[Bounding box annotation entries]
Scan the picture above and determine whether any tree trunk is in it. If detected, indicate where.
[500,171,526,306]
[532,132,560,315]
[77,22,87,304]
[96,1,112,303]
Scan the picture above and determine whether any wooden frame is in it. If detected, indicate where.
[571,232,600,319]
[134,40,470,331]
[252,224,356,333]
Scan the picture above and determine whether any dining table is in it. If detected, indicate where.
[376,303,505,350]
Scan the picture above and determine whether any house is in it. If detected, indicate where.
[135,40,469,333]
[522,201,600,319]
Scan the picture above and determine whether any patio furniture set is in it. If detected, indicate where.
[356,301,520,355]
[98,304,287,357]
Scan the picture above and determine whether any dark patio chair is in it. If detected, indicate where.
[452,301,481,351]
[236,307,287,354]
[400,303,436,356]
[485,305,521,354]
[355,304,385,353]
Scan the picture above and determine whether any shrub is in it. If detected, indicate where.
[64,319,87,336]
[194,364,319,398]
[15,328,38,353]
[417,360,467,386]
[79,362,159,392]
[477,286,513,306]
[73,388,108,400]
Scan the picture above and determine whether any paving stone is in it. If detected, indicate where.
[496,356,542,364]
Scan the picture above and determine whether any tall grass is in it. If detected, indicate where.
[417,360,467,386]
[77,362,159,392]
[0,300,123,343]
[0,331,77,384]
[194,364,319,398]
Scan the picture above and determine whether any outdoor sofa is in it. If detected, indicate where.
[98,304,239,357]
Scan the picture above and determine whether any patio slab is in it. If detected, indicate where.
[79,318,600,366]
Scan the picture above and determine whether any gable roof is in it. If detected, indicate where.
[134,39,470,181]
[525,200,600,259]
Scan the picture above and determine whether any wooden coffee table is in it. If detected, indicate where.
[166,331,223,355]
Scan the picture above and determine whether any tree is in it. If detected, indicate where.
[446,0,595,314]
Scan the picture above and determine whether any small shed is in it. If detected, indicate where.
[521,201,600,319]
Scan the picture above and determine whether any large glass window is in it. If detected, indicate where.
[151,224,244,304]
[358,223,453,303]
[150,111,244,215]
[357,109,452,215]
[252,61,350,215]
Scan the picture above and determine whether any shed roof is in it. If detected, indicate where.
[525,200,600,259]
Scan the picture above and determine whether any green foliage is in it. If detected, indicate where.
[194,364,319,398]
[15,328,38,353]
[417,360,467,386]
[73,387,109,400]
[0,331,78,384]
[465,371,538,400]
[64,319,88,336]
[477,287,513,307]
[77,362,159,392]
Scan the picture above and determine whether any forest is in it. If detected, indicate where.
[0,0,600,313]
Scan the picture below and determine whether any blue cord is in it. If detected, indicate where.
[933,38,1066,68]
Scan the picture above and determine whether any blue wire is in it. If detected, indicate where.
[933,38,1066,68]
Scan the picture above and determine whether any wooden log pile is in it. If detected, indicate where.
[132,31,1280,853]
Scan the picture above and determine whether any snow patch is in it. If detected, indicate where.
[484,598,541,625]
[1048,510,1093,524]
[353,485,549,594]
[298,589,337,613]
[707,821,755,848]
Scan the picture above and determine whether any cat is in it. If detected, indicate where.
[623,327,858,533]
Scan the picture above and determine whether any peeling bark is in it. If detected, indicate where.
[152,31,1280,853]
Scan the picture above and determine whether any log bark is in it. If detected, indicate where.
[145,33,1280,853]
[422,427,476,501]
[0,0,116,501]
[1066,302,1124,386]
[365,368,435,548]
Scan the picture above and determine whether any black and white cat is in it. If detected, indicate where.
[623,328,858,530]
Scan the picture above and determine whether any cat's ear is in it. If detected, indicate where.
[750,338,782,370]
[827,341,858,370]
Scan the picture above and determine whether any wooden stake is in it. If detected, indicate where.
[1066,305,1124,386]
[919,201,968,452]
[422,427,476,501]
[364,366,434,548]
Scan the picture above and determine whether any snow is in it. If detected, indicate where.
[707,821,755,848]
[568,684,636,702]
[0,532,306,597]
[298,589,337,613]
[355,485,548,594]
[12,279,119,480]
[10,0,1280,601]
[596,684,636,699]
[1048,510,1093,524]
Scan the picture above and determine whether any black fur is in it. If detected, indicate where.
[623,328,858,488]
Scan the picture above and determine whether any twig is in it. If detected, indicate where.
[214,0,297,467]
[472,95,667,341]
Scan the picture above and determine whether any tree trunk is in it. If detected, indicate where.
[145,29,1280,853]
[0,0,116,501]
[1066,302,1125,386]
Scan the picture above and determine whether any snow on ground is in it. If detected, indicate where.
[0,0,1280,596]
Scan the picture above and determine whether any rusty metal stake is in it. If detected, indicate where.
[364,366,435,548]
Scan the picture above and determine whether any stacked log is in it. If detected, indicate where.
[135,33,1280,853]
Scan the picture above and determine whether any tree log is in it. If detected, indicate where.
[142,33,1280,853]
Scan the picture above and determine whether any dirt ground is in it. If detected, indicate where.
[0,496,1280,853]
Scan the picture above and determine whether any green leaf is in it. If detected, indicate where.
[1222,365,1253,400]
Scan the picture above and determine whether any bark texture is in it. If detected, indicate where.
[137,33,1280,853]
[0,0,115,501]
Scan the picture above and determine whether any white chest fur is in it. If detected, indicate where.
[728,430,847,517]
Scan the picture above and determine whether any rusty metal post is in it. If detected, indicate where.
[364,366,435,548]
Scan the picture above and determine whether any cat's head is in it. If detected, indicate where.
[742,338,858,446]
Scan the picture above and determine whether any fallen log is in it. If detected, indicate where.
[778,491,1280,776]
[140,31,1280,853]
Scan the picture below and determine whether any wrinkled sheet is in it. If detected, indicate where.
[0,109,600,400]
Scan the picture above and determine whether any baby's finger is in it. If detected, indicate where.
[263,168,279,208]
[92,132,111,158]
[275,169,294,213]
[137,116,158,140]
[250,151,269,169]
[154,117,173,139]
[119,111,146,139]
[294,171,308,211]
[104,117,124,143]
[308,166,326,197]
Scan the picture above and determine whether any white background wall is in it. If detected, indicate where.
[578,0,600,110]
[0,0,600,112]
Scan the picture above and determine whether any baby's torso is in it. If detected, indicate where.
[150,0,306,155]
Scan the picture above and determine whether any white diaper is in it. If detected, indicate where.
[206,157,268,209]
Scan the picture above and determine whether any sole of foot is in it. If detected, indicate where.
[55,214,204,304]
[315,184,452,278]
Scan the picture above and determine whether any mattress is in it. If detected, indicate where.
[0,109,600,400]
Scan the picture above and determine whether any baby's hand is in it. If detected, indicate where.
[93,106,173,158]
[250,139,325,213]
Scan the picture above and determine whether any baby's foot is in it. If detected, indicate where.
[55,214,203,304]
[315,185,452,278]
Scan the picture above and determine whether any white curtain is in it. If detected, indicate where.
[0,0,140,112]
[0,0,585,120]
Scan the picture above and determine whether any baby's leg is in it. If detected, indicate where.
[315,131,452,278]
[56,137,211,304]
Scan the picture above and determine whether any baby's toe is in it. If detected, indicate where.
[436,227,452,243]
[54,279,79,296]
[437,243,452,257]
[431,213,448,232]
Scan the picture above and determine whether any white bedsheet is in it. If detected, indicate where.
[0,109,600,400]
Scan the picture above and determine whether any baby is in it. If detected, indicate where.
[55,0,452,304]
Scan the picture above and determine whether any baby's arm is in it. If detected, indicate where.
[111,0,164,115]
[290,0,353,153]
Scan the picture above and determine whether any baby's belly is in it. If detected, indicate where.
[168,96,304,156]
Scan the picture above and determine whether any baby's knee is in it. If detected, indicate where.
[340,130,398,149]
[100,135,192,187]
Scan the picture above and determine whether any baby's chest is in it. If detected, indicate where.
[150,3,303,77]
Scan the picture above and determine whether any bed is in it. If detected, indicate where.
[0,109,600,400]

*Directions*. Copy every line of the records above, word for word and in the same order.

*Task output*.
Scan the picture above and determine whether any tree trunk is in it. If detected, indicate where.
[500,171,526,306]
[532,132,560,315]
[77,22,87,304]
[96,1,112,303]
Scan the picture above and determine whether any wooden frame is in it. If detected, indicate where.
[571,232,600,319]
[134,40,470,331]
[252,224,356,333]
Scan the picture above and determine whether any dining table is in it. If detected, indicate where.
[376,303,505,350]
Scan the picture above and determine whether any house is in it. If detected, indicate where.
[135,40,469,333]
[522,201,600,319]
Scan the picture above and determine whether any patio furniture set is in it. If detected, indicate where.
[356,301,520,355]
[98,304,287,357]
Scan the picture above and determine whether any dark patio chair is in it. If detected, indicate where.
[452,301,481,351]
[236,307,287,354]
[400,303,436,356]
[485,305,521,354]
[355,304,385,353]
Scan the picture above and determine whether any shrub is in it. If detected, indicate where.
[64,319,87,336]
[194,364,319,398]
[15,328,38,353]
[417,360,467,386]
[79,362,159,392]
[477,286,513,306]
[73,388,108,400]
Scan the picture above and determine whether any paving stone is in it. If detected, indicate where.
[496,356,542,364]
Scan the picture above and determine whether any tall grass is in it. If detected, indicate where.
[417,360,467,386]
[77,362,159,392]
[0,300,123,343]
[0,331,77,384]
[194,364,319,398]
Scan the picture above and determine whether any outdoor sofa is in it. If detected, indicate where.
[98,304,239,357]
Scan the picture above and determine whether any patio slab is in it. If detected, indicate where.
[79,318,600,366]
Scan the picture above and determine whether any gable roof is in it. If detected, indicate where.
[134,39,470,181]
[525,200,600,259]
Scan the picture above and determine whether any wooden coffee table is in it. If detected, indicate where.
[166,331,223,355]
Scan the picture above and determine whether any tree is in it. If detected, indicate where.
[446,0,595,314]
Scan the picture above and determine whether any small shed is in it. If detected, indicate where.
[521,201,600,319]
Scan the picture above and determine whether any large glass window is in it. If detected, indicate where.
[151,224,244,304]
[358,223,453,303]
[150,111,244,215]
[357,109,452,215]
[252,61,350,215]
Scan the picture above and determine whether any shed roof is in it. If detected, indicate where.
[525,200,600,259]
Scan the picture above and determine whether any green foliage is in it. If detected, indicate where.
[194,364,319,398]
[15,328,38,353]
[417,360,467,386]
[73,387,109,400]
[0,331,78,384]
[465,371,538,400]
[64,319,88,336]
[477,287,513,307]
[77,362,159,392]
Scan the picture above and determine whether any forest is in it. If detected, indicate where.
[0,0,600,313]
Scan the picture below and determine whether any blue cord is in it. If detected, indicate where.
[933,38,1066,68]
Scan the picture above and determine whether any blue wire is in it. If detected, indicate where.
[933,38,1066,68]
Scan the picture above and determine whether any wooden log pile is in it. If detected, indicate where.
[132,31,1280,853]
Scan the picture above and determine whether any snow patch is in it. If detected, indicate where.
[484,598,541,625]
[1048,510,1093,524]
[353,485,549,594]
[298,589,337,613]
[707,821,755,848]
Scan the picture above and determine whether any cat is in it. If detected, indicate where.
[623,327,858,533]
Scan the picture above and determine whether any peeling bark is in it. If detected, indicate where.
[152,31,1280,853]
Scan the picture above and determine whether any log bark is in it. If detected, indicate where.
[145,33,1280,853]
[422,427,476,501]
[0,0,116,501]
[1066,302,1124,386]
[365,368,435,548]
Scan the picture above and determine whether any black and white cat is in it. If detected, indicate where.
[623,328,858,530]
Scan the picture above and determine whether any cat's ear is in it. If detected, indicate where.
[750,338,782,370]
[827,341,858,370]
Scan the picture above and determine whether any wooden stake is in it. If detected, indicate where.
[1066,305,1124,386]
[919,201,968,452]
[422,427,476,501]
[364,366,434,548]
Scan the picture above and determine whether any snow is in it. If detected, indicate where.
[707,821,755,848]
[568,684,636,702]
[0,532,306,597]
[298,589,337,613]
[355,485,548,594]
[12,279,119,480]
[10,0,1280,601]
[596,684,636,699]
[1048,510,1093,524]
Scan the picture above and determine whether any black fur is in it. If detected, indicate where.
[623,328,858,488]
Scan the picture above and determine whether any twig is in it. If detected, indicate where.
[214,0,297,467]
[472,95,667,341]
Scan the picture above and determine whether any tree trunk is in it. If detected, indicate where.
[145,29,1280,853]
[0,0,116,501]
[1066,302,1125,386]
Scan the picture above and determine whether any snow on ground is in it. If detected, indicate where.
[0,0,1280,596]
Scan the picture above and determine whether any rusty metal stake is in it. If detected, indicate where.
[364,366,435,548]
Scan the picture above and determine whether any stacked log is in it. If detected, indicate where.
[135,33,1280,853]
Scan the picture above and determine whether any tree log is in it. If detected, indicate where.
[142,33,1280,853]
Scan the picture above and determine whether any dirt ground is in it. If detected, indicate where.
[0,496,1280,853]
Scan the picture above and determine whether any green leaf is in it. If detected, indicate where.
[1222,365,1253,400]
Scan the picture above and determine whether any bark texture is in it. If detected, indicate where.
[137,33,1280,853]
[0,0,115,501]
Scan the picture above and determine whether any white chest fur is in it. If detected, indicate where.
[728,430,847,517]
Scan the picture above and determine whether any rusty metal post is in it. If detected, indicate where.
[364,366,435,548]
Scan the picture above and determine whether any cat's head is in it. If detected, indicate where.
[742,338,858,446]
Scan the picture above and determine whether any fallen log is in it. If detected, indicate where.
[778,491,1280,776]
[140,31,1280,853]
Scan the picture below and determine whether any wrinkled sheet is in it. If detected, indicate where.
[0,109,600,400]
Scan the picture above and determine whether any baby's finger is in it. If detected, indicate where.
[263,168,279,208]
[92,132,111,158]
[275,169,294,213]
[137,116,158,140]
[250,151,269,169]
[154,117,173,139]
[119,111,146,139]
[294,171,308,211]
[104,117,124,143]
[308,166,326,197]
Scan the picture above and determine whether any white background wall is in it. If detected, indicate where.
[578,0,600,110]
[0,0,600,112]
Scan the picture above and determine whether any baby's torso is in it. If detected, indicate where.
[150,0,306,155]
Scan the picture above and determine whether any white diaper is in it. If detected, indicate where.
[206,157,268,209]
Scan the picture above and determine whether any sole of foot is in it. If detected, indicate where.
[55,214,204,304]
[315,184,452,278]
Scan the picture above and determine whether any mattress is in it. If detected, indicate where.
[0,109,600,400]
Scan the picture above and determine whether any baby's hand is in it. If detected, indicate where.
[93,106,173,158]
[250,139,325,213]
Scan the picture above and determine whether any baby's foot is in it. If detected, indicate where.
[55,214,203,304]
[315,185,452,278]
Scan the picture above and determine whether any white curtain is in it. If detected, indicate where.
[0,0,140,112]
[0,0,585,120]
Scan the picture above and determine whether any baby's leg is in it. If detected, indicate where.
[315,131,452,278]
[56,137,211,304]
Scan the picture above and determine whether any baby's toe is in it. If detected, indicate where.
[436,227,452,243]
[54,279,79,296]
[437,243,452,257]
[431,213,448,232]
Scan the picture above and determine whether any white bedsheet is in it. If detected, indicate where.
[0,109,600,400]
Scan the picture above and determine whether any baby is in it. If detected, indicate where.
[55,0,452,304]
Scan the picture above and determine whether any baby's arm is in it. If detected, indicate where.
[111,0,164,115]
[290,0,353,153]
Scan the picture above and determine whether any baby's belly is in it. If detected, indicate where.
[168,96,304,156]
Scan the picture above and determine whether any baby's knee is in it. If detected, indicate where.
[340,130,398,149]
[100,135,192,187]
Scan the picture above and determine whether any baby's chest is in it. If detected, indicate where.
[150,3,303,77]
Scan the picture above and determine whether any bed is in it. If detected, indicate where.
[0,109,600,400]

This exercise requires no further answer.